COMPITO ASSEGNATO A: Trova nei record ogni riga che contiene la parola "road" e copiala.

TESTO MOSTRATO:
——————

Le immagini prima di tutto. Dove si inserisce la potenza comunicativa della vignetta editoriale, che provoca e ritrae il mondo con una matita. Il genere di Emanuele Del Rosso, freelance trentino che ha lavorato anche per Washington Post e Charlie Hebdo. Oggi è vicedirettore dell’European Cartoon Award. Al Palazzo dei Priori di Perugia, in occasione dell’incontro “Il potere delle vignette editoriali” del Festival Internazionale del Giornalismo, racconta la quotidianità del suo mestiere, insieme al collega Tjeerd Royaards, direttore del Cartoon Movement. 

“Con la satira politica possiamo raccontare una fatto, un evento, una percezione, una contraddizione: tutto tramite una sola immagine – spiega Del Rosso –. Una modalità efficacissima per i temi di rilievo politico. Permette, con un solo ritratto, di smuovere le coscienze per una riflessione e una discussione. Dà la possibilità di arrivare al cuore della questione e di farne emergere tutta la sua complessità”. Che Del Rosso, ad esempio, disegna un saluto romano che attraversa la porta dell’iconica copertina di Shining. Con una nuvoletta dice: “I’m home!”. Dietro la porta, terrorizzata, una donna. È l’Europa.

Un esempio tra i tanti riportati durante l’incontro, nel quale sono state presentate le più diverse vignette realizzate sia da Emanuele Del Rosso che da Tjeerd Royaards. Passati in rassegna i vari generi della satira e gli elementi che li differenziano. Quindi: esagerazione, simbolo e caricatura. Modalità diverse per dire qualcosa, tramite le immagini. Punti di partenza per accompagnare il lettore verso una stessa meta: la presa di coscienza di una contraddizione, di una verità nascosta, di un’ingiustizia.

——————

DATI DELL'ESERCIZIO:
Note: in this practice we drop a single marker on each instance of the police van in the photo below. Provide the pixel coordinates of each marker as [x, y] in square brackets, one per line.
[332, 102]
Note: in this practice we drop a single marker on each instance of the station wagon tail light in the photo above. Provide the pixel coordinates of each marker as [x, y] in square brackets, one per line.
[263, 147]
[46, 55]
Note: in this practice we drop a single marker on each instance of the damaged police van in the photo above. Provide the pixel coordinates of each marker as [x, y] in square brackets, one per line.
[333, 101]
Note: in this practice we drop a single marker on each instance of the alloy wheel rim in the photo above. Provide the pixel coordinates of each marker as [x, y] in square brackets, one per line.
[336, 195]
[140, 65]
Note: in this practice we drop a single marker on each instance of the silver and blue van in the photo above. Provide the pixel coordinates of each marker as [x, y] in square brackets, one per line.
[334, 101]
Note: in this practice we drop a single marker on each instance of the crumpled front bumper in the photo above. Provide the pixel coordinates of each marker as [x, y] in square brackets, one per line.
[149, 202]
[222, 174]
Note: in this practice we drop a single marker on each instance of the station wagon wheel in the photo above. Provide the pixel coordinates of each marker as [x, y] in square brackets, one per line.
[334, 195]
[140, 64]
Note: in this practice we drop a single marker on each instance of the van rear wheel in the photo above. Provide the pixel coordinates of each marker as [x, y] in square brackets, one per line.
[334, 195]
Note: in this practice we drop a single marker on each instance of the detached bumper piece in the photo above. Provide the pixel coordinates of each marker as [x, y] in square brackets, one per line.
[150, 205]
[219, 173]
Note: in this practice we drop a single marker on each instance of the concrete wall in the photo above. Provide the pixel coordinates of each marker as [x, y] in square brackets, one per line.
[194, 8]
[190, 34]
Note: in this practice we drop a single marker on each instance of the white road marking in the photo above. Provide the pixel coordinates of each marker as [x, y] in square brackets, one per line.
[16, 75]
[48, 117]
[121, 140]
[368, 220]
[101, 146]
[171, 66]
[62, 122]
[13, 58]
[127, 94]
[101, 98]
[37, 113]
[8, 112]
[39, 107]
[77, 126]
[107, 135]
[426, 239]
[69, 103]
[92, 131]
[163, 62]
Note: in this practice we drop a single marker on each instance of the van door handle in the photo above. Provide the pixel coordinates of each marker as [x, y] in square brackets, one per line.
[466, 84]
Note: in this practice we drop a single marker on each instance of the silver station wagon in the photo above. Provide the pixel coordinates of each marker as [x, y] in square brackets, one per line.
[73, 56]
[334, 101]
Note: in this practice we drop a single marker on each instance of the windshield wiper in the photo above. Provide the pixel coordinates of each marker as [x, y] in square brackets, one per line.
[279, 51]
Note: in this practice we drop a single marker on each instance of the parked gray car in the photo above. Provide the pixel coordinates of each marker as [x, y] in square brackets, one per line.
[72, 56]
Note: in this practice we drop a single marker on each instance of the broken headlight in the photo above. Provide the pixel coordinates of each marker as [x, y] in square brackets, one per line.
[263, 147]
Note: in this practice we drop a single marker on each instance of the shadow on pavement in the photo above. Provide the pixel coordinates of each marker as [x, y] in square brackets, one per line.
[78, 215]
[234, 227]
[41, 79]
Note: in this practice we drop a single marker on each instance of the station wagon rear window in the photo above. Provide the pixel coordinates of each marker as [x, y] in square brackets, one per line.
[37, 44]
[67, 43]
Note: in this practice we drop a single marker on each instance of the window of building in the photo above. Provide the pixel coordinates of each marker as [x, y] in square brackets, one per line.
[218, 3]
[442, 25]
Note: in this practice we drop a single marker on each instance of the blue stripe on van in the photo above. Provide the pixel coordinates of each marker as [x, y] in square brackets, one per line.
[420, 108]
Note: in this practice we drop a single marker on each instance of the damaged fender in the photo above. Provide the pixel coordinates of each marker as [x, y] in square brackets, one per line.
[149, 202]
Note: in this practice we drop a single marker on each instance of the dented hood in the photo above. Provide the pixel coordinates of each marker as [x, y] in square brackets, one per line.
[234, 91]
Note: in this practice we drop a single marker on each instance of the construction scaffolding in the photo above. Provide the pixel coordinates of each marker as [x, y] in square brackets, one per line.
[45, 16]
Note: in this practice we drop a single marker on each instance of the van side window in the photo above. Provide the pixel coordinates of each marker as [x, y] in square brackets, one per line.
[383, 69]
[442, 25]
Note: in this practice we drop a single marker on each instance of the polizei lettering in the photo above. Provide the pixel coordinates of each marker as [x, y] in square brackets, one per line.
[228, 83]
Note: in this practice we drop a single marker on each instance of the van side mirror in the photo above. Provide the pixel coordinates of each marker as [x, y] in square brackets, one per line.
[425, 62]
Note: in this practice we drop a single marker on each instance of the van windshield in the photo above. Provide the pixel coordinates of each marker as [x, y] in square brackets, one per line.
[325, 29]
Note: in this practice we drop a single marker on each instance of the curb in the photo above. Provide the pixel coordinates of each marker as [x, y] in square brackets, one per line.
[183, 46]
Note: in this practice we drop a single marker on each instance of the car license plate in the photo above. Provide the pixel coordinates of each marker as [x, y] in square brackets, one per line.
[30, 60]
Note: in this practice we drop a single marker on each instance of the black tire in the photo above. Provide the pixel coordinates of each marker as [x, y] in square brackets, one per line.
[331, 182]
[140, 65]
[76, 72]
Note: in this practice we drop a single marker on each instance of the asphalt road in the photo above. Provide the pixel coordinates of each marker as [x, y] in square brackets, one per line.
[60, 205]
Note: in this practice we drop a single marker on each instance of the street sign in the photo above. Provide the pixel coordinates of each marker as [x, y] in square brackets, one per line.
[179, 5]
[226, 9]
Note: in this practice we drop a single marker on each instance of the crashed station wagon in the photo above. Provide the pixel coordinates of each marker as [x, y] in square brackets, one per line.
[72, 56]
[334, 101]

——————

COMPITO ASSEGNATO B:
Rispondi a queste domande sul testo mostrato, dedicato alle vignette editoriali:
(i) Di quale premio Emanuele Del Rosso è oggi vicedirettore?
(ii) Nella vignetta ispirata alla copertina di Shining, chi si trova dietro la porta?
(iii) Quali tre elementi vengono elencati dopo la rassegna dei generi della satira?

RISPOSTA COMPLETA A:
Note: in this practice we drop a single marker on each instance of the white road marking in the photo above. Provide the pixel coordinates of each marker as [x, y] in square brackets, one per line.
Note: in this practice we drop a single marker on each instance of the asphalt road in the photo above. Provide the pixel coordinates of each marker as [x, y] in square brackets, one per line.

RISPOSTA COMPLETA B:
(i) Dell'European Cartoon Award.
(ii) Una donna terrorizzata, che è l'Europa.
(iii) Esagerazione, simbolo e caricatura.